The line that holds "One pin marks each instance of the beige wall." marks the start. Return it and each following line through the end of the data, unchanged.
RECORDS below:
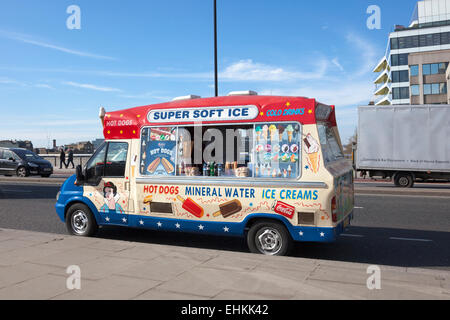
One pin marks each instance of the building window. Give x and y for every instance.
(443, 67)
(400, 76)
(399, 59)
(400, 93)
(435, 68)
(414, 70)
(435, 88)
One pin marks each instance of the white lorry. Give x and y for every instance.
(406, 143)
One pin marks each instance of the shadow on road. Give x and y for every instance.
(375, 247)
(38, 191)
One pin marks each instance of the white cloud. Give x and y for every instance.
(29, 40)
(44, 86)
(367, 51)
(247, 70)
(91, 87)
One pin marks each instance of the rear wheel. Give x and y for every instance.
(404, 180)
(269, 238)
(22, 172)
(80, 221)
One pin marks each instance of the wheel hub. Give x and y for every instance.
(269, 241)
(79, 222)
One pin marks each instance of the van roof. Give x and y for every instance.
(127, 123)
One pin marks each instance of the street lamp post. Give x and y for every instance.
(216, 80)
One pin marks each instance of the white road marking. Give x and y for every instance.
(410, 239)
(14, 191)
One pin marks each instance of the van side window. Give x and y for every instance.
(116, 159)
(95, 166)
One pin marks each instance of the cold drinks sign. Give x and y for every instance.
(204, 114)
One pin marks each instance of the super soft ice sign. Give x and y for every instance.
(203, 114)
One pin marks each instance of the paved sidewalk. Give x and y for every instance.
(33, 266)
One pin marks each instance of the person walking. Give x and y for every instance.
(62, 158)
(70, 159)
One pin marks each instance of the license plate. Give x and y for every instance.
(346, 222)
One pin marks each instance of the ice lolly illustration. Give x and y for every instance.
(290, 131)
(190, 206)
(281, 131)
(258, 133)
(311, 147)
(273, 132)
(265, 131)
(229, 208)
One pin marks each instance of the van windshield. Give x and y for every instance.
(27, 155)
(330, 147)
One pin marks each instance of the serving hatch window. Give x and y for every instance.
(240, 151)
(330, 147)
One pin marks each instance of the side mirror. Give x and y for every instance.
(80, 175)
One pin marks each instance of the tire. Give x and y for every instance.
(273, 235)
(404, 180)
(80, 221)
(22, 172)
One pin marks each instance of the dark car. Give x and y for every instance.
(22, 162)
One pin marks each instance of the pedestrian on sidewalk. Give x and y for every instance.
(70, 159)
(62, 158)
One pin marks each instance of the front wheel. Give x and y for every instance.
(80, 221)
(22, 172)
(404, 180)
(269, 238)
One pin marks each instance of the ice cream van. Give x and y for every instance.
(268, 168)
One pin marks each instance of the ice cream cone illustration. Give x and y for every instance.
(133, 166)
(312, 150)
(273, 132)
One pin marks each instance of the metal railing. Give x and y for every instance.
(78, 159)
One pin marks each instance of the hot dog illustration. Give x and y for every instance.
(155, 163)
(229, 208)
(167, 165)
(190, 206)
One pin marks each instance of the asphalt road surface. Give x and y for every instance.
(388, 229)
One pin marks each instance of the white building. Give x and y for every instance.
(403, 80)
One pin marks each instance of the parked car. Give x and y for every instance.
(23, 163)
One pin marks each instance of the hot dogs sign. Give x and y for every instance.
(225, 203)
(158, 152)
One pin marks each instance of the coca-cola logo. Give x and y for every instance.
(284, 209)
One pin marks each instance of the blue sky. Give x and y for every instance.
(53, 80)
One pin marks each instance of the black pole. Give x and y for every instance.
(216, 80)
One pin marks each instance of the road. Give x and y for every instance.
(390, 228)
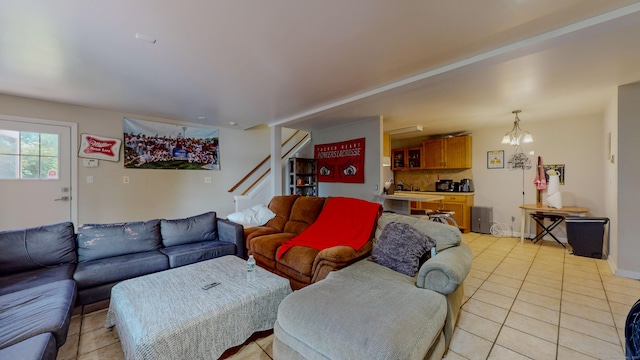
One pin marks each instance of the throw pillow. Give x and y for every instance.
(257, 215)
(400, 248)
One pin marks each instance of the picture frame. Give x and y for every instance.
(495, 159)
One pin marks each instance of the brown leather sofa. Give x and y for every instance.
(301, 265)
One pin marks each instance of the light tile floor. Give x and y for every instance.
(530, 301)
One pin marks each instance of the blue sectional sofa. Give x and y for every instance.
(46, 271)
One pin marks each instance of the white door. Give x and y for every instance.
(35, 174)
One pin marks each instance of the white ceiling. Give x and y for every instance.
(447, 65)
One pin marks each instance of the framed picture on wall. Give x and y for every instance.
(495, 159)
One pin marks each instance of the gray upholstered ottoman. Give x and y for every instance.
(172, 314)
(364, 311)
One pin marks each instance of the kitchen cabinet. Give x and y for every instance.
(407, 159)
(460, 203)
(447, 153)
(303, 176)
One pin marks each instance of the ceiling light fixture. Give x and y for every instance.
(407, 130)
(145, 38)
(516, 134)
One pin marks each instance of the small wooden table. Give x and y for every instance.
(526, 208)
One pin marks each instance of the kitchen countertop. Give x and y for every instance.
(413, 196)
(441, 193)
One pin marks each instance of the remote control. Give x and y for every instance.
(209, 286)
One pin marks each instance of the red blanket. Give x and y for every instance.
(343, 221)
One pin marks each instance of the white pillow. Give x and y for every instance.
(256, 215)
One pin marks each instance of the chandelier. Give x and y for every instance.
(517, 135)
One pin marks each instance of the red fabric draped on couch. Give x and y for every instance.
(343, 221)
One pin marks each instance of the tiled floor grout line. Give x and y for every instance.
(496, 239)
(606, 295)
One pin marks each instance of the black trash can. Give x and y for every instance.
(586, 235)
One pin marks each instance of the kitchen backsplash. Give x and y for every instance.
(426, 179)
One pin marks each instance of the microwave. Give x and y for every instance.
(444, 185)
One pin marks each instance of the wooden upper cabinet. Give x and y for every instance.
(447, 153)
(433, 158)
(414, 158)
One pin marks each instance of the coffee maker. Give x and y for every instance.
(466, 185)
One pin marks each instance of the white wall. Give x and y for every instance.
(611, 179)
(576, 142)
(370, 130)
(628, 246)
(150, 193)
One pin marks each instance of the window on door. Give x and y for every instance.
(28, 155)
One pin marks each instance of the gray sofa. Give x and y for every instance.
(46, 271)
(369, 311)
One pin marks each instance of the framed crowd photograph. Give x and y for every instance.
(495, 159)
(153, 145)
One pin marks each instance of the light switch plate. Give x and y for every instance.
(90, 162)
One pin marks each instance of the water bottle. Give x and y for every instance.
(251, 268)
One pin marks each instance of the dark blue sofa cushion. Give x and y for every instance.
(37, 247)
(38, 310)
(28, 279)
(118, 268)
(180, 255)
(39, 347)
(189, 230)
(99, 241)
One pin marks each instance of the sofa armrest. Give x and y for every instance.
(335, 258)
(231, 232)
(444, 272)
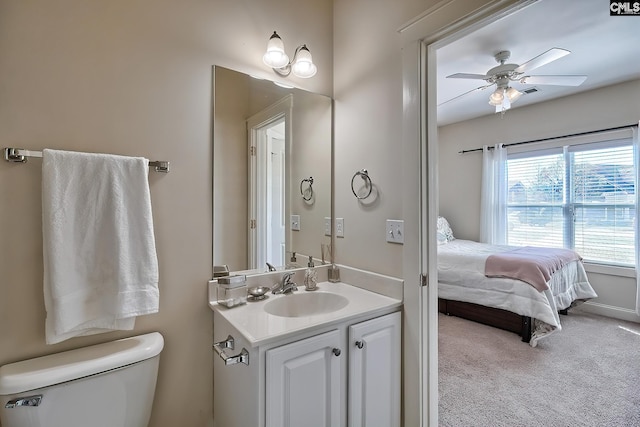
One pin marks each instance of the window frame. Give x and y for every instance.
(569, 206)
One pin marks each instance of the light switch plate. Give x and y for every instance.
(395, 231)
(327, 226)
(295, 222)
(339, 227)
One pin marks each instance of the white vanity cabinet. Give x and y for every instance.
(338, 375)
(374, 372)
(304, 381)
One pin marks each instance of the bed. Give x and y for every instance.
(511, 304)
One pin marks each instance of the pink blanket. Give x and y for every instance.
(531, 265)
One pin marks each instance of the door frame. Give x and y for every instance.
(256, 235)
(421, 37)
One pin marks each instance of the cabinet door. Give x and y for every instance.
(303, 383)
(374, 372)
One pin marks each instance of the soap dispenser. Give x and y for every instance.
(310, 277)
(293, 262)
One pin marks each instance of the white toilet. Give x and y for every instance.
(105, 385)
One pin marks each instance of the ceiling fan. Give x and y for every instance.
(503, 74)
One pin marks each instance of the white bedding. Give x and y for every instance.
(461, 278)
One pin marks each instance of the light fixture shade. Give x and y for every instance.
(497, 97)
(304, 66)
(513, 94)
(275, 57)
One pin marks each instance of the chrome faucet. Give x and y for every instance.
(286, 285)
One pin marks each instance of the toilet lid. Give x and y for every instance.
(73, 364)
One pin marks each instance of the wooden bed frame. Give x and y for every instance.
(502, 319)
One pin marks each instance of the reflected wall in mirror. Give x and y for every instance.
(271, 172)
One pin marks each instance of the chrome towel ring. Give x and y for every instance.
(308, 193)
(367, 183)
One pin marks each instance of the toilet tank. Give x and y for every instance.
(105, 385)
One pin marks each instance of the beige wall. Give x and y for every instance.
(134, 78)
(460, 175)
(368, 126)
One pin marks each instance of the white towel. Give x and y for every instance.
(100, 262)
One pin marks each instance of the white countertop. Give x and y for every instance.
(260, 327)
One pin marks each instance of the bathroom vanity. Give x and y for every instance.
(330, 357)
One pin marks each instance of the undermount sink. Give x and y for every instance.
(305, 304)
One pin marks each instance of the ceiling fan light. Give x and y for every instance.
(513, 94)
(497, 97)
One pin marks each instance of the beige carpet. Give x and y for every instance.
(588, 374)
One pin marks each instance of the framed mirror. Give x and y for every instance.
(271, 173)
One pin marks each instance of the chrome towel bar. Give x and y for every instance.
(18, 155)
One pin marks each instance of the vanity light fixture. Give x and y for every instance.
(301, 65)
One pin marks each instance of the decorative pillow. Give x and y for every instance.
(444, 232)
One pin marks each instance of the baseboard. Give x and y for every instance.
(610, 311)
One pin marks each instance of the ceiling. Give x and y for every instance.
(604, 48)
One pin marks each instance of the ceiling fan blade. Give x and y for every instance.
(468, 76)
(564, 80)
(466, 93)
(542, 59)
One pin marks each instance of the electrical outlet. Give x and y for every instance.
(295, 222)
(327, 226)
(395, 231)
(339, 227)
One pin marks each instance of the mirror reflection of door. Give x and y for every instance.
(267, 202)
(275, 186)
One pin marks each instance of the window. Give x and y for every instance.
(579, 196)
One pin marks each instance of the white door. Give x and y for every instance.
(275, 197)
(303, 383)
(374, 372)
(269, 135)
End of RECORDS.
SOLUTION TO THIS EXERCISE:
One pin marks each instance of the beige wall. Give x and y for every instance.
(134, 78)
(460, 175)
(368, 126)
One pin marks each instance of the white towel. Give x and y for every instance.
(100, 262)
One pin marks each instance of the white countertop. Give x and y for every instance.
(260, 327)
One pin marks each instance of the bathroom vanity. Give x and y for every instance.
(330, 357)
One pin marks each instance of the undermount sink. Give x and y for every instance.
(305, 304)
One pin marks each instance of the ceiling fan light. Give x and y for every instance.
(513, 94)
(497, 97)
One pin marks each instance of the beige carpet. Give x and y for every instance.
(588, 374)
One pin marks each instance of the framed mirror. Give x and y for every instance.
(271, 173)
One pin marks each instance of the chrome towel bar. Give x and y for every instance.
(18, 155)
One pin marks each instance of the vanity light fixture. Give x and y for every instance.
(301, 65)
One pin marks each instance of the decorative pillow. Give x and y for every instance.
(444, 232)
One pin marks each instance of the baseboard. Give x and y for every instance.
(610, 311)
One pin marks each instance of the ceiling. Give x and y for every instance.
(604, 48)
One pin marks each instance of the ceiling fan blade. Give x and y for every instance.
(468, 76)
(564, 80)
(466, 93)
(542, 59)
One pin marks each instance of the electrical outlet. Give x and y for every instance.
(295, 222)
(327, 226)
(395, 231)
(339, 227)
One pin marks each instance of the mirror reflection of door. Give x and y for every instance.
(267, 202)
(275, 186)
One pin marks each instance of the window. Give x and y for every instance.
(579, 196)
One pin marks each instance of the white door. Give x and y for every instance.
(275, 197)
(303, 383)
(374, 372)
(269, 135)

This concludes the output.